## [Assignment A]
Answer these questions from the interview excerpt below, each on its own line:
(i) In what year was CD born?
(ii) What work did CD's mother's father mostly do?
(iii) By how many years is CD's brother younger than CD?
## [Assignment B]
In the interview excerpt below, how does CD arrive at about 1928 as the year the parents married? Explain in one to three sentences.

## [Selected passage]
= = =
B: Okay. Did um...do you know when your parents got married? Do you know what year it was that they got married?
CD: I'd have to...hit'd have to be a guess, I was borned in 1932, August and my sister was born July 1930 and I would imagine if the boy that died was probably borned about nineteen and twenty-nine, so that would made that marriage approximately around 1928. In that area there.
B: Right before the depression. Um...what do you know about your mother's people? Do you know what her father did for a living?
CD: Well uh...he did mostly tenant farming, I think uh...if he did any other uh...he might have did other work but I think mostly his...he would...At that time when man owned a big lot of land, he would have houses on it and he would have what they called tenant farmers and they would farm his land and they got a percentage of...of the um....uh...the produce and so forth and was paid, probably, a small wage. And he did mostly tenant farming I think. That is about the uh...thing I ever heared spoke of that he did.
B: Did your mother tell you all about what things were like when she was growing up? Like did her mother uh...have a mid wife when...
CD: Well, my mother...my brother that's uh...I was delivered by mid-wife and my brother was delivered, he's younger than me by two years, and he was delivered by mid-wife and um...so I...I would imagine my sister and my brother that died was mid-wife delivered too.
B: Do you know the mid-wife's name?
= = =
## [Supplied entries]
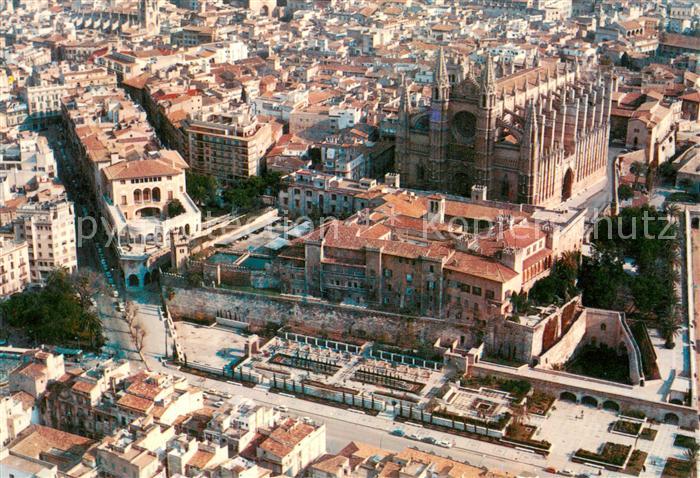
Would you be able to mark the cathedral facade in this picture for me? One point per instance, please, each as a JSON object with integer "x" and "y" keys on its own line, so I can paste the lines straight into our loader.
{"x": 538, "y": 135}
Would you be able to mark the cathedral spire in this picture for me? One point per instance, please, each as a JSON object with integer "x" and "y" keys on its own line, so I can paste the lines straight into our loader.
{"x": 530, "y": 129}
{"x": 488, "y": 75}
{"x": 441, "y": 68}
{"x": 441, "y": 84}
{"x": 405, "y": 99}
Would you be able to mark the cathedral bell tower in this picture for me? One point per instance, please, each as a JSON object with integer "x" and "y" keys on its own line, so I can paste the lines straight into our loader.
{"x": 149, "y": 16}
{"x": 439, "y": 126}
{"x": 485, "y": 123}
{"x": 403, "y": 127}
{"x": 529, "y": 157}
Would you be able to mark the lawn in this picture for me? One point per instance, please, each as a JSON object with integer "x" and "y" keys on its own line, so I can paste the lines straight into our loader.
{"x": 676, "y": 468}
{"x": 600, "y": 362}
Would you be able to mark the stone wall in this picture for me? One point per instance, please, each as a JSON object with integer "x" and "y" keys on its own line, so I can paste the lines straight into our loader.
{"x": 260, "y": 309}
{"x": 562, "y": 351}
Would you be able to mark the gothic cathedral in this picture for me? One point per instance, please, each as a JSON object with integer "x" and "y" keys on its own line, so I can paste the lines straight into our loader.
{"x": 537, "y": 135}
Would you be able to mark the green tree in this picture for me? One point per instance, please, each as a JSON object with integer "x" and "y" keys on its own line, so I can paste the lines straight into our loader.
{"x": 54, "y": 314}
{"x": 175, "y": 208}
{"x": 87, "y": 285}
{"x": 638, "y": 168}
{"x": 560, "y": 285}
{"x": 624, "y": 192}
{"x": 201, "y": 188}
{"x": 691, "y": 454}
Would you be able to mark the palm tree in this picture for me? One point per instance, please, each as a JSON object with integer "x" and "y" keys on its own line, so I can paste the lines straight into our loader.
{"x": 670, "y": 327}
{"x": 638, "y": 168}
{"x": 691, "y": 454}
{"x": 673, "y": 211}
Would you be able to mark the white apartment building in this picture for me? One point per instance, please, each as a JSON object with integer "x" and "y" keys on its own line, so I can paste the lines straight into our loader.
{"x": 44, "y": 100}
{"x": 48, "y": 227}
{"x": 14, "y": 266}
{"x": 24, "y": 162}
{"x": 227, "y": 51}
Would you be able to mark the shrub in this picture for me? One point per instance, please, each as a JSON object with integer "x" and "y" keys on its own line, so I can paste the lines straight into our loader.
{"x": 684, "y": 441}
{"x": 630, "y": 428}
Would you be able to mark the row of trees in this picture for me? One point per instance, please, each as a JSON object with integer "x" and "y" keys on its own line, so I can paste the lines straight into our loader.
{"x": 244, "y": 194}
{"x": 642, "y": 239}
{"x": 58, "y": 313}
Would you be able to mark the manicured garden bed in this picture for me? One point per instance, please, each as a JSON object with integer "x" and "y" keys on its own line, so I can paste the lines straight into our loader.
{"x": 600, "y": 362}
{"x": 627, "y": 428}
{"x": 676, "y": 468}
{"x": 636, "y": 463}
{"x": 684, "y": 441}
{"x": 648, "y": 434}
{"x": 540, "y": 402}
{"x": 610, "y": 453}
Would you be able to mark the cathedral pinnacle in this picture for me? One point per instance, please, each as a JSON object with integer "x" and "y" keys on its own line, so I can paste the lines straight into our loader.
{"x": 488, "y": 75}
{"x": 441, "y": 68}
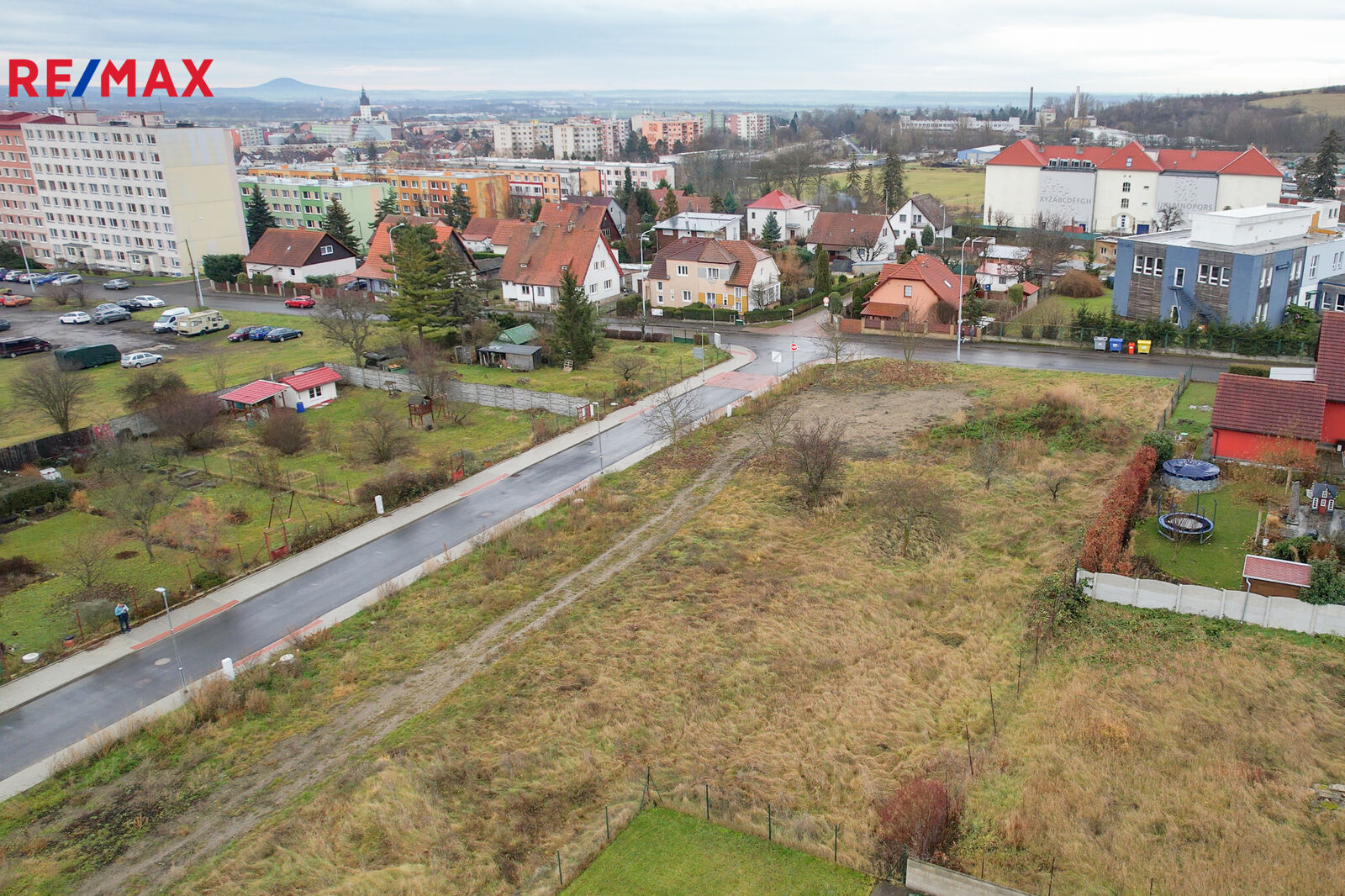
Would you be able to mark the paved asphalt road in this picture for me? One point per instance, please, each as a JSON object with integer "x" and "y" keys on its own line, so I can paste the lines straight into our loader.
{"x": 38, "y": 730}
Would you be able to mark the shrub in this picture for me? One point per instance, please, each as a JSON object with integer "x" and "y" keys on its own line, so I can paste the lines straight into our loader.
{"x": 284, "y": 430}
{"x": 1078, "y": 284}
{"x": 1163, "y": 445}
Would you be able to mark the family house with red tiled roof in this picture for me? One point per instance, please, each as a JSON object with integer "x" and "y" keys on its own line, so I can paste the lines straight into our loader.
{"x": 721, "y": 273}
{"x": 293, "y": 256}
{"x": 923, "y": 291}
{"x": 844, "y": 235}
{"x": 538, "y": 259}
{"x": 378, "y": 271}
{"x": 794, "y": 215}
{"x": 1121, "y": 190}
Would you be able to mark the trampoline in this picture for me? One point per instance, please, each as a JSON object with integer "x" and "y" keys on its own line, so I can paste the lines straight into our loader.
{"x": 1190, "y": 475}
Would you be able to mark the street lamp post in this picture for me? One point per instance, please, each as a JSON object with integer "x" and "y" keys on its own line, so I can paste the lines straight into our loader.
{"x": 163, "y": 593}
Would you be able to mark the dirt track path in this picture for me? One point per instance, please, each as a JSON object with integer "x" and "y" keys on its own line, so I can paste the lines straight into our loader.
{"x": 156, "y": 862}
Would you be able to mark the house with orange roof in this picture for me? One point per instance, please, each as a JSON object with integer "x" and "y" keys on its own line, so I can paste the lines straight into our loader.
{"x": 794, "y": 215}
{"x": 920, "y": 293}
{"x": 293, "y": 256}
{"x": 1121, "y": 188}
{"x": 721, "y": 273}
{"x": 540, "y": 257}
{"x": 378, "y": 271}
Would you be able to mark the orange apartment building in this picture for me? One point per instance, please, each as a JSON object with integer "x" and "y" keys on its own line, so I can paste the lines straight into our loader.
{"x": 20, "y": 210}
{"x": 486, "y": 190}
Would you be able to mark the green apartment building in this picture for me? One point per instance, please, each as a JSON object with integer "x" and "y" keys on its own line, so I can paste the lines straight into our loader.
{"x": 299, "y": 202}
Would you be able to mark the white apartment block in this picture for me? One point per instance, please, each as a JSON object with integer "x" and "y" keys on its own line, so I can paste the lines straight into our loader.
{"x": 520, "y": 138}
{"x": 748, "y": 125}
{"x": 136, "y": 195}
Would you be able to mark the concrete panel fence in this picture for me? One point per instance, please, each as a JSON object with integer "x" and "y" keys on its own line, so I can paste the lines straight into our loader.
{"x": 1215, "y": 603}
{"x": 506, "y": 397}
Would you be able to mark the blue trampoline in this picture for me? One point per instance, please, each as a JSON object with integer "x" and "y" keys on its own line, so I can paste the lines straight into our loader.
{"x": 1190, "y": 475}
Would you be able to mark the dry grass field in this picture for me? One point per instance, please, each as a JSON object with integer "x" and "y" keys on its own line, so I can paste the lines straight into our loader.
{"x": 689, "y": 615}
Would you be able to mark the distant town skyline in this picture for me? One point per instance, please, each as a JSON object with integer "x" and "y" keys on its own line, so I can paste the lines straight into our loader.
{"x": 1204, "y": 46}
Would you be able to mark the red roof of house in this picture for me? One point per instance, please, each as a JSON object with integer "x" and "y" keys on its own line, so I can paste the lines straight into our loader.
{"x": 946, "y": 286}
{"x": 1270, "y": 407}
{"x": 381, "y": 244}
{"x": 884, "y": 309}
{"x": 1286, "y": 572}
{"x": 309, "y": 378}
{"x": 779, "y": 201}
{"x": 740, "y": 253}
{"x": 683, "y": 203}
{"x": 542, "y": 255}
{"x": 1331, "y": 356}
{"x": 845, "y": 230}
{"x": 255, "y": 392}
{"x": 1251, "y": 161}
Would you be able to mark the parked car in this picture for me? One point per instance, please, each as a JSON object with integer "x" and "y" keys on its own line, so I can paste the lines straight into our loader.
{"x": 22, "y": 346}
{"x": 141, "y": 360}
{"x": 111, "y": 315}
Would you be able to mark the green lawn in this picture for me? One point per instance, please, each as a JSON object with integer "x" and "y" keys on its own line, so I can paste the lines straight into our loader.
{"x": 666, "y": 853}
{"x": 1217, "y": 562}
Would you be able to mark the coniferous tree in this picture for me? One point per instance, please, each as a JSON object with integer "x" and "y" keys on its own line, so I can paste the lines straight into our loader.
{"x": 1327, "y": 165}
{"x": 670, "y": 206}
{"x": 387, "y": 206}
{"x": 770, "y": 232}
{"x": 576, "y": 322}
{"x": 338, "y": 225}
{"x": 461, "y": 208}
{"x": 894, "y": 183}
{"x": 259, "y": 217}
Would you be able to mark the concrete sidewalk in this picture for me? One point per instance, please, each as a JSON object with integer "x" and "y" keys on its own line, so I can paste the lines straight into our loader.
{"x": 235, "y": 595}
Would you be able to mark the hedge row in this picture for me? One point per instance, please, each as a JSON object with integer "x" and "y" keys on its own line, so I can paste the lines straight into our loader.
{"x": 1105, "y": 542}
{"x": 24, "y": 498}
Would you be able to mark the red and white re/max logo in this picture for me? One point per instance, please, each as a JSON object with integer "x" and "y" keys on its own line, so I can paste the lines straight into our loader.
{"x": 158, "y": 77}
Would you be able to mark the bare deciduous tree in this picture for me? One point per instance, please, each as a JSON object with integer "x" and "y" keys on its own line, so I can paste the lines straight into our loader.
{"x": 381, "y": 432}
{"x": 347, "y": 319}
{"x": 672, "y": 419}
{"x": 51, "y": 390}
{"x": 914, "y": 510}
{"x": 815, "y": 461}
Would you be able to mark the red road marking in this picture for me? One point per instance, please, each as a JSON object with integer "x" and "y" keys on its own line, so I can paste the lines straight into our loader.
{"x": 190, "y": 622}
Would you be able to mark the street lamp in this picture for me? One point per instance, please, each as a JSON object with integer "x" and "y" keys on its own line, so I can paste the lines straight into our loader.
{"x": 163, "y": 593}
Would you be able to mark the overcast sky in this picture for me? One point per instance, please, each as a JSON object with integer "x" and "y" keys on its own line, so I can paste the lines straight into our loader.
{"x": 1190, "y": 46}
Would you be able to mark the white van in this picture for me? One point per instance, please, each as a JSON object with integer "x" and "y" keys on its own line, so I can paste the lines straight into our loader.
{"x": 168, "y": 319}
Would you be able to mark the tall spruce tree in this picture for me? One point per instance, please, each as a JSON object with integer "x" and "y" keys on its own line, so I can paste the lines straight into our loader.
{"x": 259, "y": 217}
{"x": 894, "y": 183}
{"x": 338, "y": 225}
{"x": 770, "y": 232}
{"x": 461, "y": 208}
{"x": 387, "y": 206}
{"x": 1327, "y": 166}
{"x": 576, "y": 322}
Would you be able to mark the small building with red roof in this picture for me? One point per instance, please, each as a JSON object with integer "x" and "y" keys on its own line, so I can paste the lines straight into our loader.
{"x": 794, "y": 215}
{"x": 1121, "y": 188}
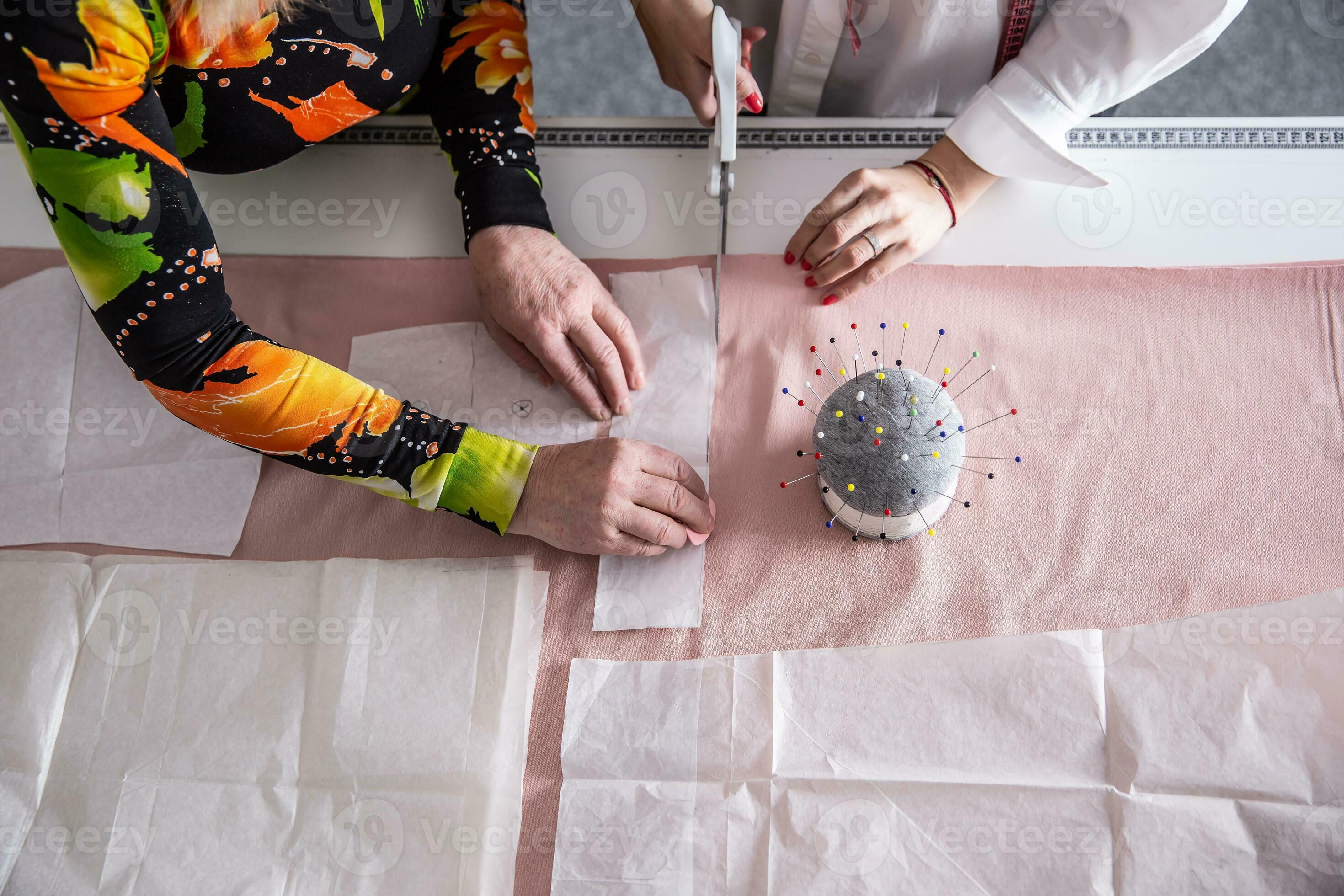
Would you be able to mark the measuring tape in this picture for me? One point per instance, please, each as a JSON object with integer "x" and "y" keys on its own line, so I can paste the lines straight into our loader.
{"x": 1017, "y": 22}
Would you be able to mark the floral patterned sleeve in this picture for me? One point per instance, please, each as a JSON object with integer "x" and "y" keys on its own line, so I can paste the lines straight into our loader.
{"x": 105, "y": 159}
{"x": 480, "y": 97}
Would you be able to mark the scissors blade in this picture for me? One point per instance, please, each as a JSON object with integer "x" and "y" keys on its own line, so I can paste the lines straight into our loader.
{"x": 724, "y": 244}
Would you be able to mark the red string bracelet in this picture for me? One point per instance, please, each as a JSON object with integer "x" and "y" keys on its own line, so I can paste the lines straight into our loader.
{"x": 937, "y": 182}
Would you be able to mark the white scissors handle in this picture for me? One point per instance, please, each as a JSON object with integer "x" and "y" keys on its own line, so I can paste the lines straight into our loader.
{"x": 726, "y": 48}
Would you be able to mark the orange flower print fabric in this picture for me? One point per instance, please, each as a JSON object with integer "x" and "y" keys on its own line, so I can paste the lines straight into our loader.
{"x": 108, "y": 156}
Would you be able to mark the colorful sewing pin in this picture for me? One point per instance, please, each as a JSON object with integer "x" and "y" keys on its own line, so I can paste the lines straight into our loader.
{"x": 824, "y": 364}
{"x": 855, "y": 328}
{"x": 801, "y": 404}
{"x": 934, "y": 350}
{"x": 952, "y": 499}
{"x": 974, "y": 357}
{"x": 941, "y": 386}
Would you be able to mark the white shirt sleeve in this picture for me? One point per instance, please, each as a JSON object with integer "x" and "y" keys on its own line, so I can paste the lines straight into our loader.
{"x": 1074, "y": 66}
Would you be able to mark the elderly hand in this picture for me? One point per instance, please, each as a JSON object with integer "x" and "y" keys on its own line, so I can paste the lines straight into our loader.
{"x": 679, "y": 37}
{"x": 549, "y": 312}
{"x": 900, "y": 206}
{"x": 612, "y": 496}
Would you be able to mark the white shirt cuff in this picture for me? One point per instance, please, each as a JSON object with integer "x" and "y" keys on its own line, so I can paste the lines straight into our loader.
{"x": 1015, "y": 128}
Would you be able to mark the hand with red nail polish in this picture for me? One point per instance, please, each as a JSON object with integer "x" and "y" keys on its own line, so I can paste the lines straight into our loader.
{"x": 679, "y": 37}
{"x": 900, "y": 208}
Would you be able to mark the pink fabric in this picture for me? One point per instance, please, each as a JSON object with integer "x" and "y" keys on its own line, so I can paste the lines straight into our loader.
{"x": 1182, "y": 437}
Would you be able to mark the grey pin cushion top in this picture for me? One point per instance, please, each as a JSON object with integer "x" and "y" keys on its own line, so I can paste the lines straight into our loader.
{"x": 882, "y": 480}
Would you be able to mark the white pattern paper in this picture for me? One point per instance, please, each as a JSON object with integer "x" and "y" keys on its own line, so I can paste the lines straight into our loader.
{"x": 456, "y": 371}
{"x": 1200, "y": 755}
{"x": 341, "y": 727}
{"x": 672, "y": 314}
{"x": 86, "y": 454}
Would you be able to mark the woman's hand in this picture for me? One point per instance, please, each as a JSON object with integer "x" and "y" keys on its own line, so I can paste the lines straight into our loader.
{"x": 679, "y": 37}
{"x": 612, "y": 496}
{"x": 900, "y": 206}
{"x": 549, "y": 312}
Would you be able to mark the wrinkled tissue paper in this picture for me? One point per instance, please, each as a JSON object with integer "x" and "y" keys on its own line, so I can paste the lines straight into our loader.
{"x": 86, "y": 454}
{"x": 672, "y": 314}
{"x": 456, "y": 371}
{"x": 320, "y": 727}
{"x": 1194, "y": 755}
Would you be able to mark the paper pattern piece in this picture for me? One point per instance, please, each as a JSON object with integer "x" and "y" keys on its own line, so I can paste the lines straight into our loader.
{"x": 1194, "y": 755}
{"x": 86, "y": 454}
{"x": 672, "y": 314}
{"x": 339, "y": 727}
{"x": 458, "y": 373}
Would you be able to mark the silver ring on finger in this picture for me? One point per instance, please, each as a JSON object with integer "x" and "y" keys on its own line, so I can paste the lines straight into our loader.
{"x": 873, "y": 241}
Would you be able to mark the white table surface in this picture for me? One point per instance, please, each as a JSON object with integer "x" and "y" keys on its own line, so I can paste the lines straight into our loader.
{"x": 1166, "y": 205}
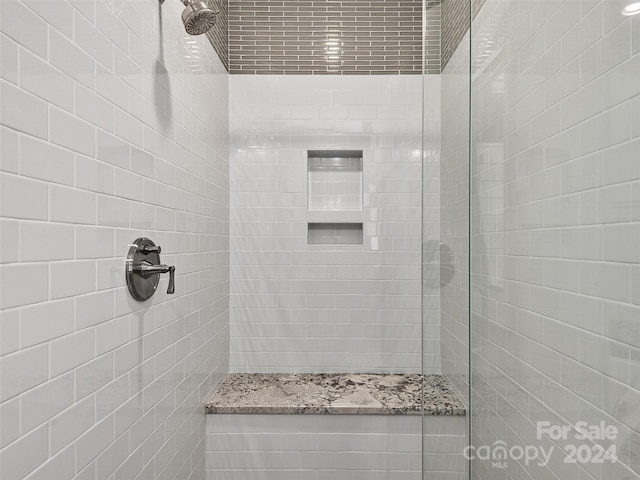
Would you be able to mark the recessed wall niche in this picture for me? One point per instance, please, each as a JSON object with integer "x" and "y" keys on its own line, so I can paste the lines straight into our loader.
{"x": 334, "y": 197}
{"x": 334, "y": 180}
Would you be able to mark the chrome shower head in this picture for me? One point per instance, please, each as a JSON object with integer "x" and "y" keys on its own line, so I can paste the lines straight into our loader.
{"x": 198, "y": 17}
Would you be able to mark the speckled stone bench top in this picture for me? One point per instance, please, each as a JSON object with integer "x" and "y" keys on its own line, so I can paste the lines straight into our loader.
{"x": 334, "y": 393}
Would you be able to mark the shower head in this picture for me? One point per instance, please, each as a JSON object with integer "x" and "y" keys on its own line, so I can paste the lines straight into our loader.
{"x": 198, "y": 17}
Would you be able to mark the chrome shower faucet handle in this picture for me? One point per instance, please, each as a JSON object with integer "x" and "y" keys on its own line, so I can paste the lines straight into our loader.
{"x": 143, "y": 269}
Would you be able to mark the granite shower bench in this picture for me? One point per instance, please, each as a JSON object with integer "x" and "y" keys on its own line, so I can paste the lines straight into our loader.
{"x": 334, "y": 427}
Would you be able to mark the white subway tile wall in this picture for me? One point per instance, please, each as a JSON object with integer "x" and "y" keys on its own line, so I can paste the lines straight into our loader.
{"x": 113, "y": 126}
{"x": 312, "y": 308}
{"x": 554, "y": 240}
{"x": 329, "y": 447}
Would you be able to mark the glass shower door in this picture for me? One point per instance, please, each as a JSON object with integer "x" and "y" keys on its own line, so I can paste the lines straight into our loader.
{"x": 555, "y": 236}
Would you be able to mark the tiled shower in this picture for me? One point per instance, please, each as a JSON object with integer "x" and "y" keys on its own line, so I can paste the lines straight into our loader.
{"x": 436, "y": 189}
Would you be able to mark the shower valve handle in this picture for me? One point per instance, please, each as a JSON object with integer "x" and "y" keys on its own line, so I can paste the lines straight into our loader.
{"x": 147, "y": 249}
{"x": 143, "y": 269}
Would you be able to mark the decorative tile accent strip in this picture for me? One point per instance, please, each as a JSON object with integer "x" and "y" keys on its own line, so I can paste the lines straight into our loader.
= = =
## [Expected output A]
(i) 1932
(ii) Tenant farming
(iii) Two years

## [Expected output B]
CD was born in August 1932 and the sister in July 1930. CD guesses that the boy who died was born around 1929, so the marriage would have come before that, around 1928.